Pull out each line of the records that contains the word "fence", matching case exactly.
◆ ◆ ◆ ◆ ◆
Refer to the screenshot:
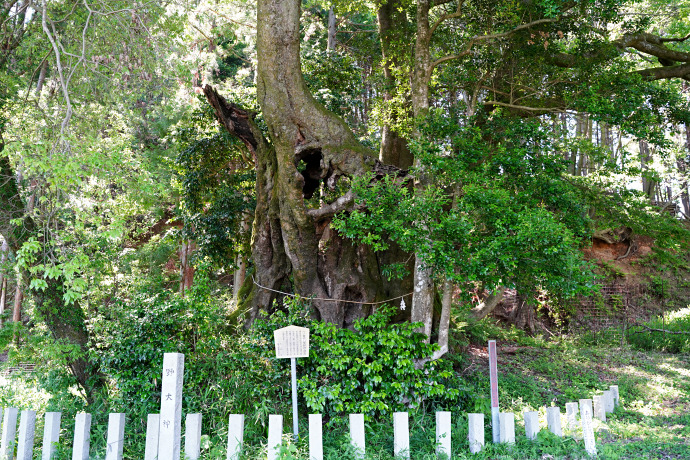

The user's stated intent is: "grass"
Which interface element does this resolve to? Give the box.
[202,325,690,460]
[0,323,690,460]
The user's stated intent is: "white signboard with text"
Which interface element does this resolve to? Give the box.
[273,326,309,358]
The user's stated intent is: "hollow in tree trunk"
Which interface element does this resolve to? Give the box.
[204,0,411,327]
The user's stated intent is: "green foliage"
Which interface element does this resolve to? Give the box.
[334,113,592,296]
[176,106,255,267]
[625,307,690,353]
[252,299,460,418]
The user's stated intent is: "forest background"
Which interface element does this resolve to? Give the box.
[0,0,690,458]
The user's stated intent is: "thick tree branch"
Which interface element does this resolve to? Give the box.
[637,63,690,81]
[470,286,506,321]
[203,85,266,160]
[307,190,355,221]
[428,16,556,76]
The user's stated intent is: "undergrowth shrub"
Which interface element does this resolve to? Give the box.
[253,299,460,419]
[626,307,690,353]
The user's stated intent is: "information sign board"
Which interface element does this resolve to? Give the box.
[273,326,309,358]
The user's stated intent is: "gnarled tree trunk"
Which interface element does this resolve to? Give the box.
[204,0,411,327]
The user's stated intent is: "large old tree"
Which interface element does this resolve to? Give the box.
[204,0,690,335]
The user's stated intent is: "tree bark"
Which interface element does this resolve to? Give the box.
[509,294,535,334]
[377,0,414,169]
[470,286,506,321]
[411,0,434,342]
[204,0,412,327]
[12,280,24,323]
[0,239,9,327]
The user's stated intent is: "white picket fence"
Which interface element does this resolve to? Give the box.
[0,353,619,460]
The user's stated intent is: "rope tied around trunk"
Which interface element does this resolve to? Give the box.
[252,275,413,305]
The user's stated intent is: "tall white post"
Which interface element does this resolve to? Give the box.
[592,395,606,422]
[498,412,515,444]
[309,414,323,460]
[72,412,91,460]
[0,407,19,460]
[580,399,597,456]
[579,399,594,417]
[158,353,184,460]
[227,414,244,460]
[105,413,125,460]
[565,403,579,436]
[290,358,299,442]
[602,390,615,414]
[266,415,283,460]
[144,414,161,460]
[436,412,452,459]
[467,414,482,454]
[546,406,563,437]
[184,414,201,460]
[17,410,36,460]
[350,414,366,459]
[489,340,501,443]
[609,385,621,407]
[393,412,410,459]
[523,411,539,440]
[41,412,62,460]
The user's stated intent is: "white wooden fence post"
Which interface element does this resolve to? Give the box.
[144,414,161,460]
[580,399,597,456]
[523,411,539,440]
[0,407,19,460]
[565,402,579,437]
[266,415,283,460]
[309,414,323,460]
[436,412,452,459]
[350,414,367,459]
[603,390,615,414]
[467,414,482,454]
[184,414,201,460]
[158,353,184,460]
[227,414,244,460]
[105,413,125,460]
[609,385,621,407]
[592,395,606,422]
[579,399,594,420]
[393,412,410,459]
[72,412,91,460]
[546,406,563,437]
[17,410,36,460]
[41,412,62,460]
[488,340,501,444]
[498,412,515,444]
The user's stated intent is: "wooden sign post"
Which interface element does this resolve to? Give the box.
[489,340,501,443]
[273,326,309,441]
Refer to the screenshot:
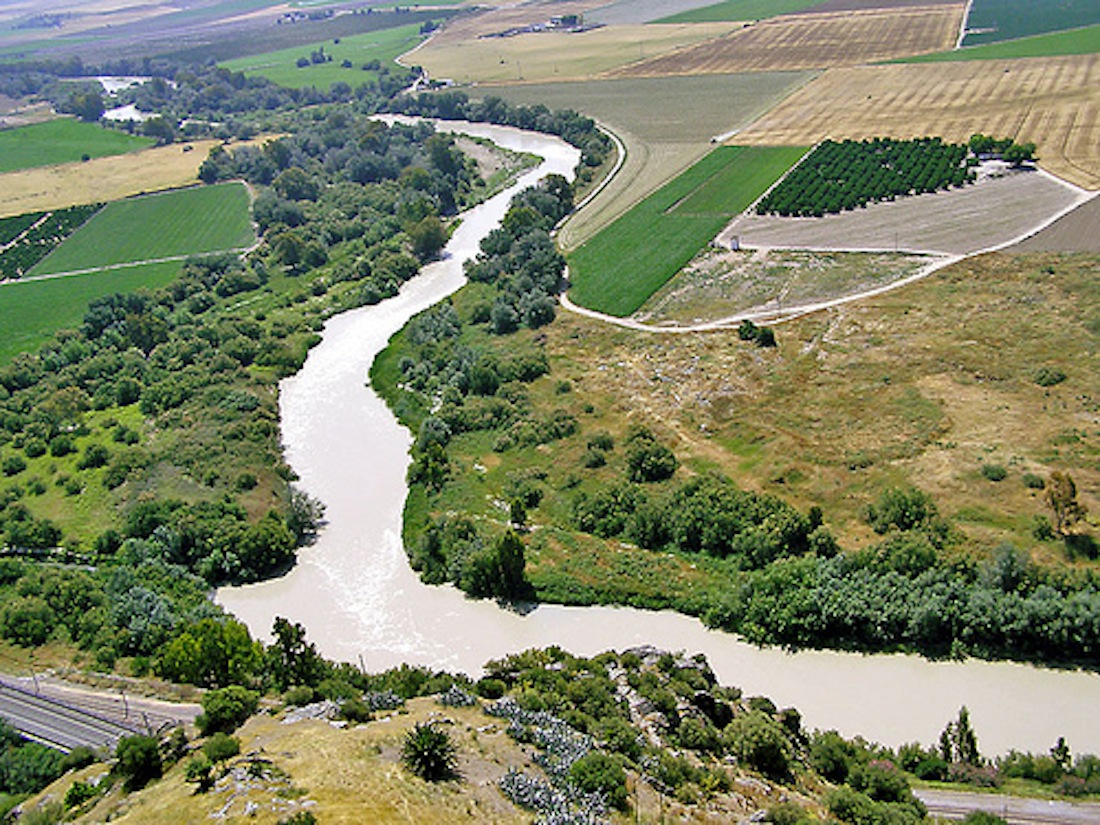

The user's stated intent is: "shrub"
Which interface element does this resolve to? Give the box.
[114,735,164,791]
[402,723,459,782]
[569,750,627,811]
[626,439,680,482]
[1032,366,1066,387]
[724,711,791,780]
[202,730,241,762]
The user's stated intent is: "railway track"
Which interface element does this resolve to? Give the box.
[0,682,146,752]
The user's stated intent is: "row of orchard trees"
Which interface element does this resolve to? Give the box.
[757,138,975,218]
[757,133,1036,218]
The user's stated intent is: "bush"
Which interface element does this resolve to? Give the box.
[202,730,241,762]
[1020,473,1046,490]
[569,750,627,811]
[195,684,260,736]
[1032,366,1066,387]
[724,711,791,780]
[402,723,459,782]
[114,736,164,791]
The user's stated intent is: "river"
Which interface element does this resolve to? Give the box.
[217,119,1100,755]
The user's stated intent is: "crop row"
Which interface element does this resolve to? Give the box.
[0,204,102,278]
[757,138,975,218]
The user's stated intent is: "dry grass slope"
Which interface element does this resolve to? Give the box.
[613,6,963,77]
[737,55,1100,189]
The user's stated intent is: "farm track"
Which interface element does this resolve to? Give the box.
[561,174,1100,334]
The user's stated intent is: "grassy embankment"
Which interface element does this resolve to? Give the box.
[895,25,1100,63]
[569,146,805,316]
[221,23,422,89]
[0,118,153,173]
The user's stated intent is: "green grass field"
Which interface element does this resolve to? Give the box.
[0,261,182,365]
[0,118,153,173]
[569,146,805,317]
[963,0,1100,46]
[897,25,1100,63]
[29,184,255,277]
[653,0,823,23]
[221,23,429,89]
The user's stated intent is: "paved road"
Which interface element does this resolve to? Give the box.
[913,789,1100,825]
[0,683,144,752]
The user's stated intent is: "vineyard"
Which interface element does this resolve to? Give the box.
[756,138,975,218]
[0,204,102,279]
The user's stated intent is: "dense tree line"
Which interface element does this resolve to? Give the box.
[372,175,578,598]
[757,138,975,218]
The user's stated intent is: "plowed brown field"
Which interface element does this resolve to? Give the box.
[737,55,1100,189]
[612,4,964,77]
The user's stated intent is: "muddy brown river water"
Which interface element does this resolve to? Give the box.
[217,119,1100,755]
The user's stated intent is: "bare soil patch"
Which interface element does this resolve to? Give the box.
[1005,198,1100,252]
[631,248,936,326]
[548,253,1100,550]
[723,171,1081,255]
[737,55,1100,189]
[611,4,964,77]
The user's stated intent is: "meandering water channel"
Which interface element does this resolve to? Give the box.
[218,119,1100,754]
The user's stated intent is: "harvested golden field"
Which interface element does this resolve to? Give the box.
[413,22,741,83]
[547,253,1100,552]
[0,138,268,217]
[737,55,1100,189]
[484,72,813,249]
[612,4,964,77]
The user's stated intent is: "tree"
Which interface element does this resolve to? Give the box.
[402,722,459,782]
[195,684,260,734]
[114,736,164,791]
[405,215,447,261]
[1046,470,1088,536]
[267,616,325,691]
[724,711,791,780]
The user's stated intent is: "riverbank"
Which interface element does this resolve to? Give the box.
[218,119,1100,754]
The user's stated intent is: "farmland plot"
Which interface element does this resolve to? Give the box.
◆ ◆ ◆ ◆ ◆
## WORKED SOLUTION:
The user's stated intent is: "white picket fence"
The user's stated intent is: "white wooden fence post"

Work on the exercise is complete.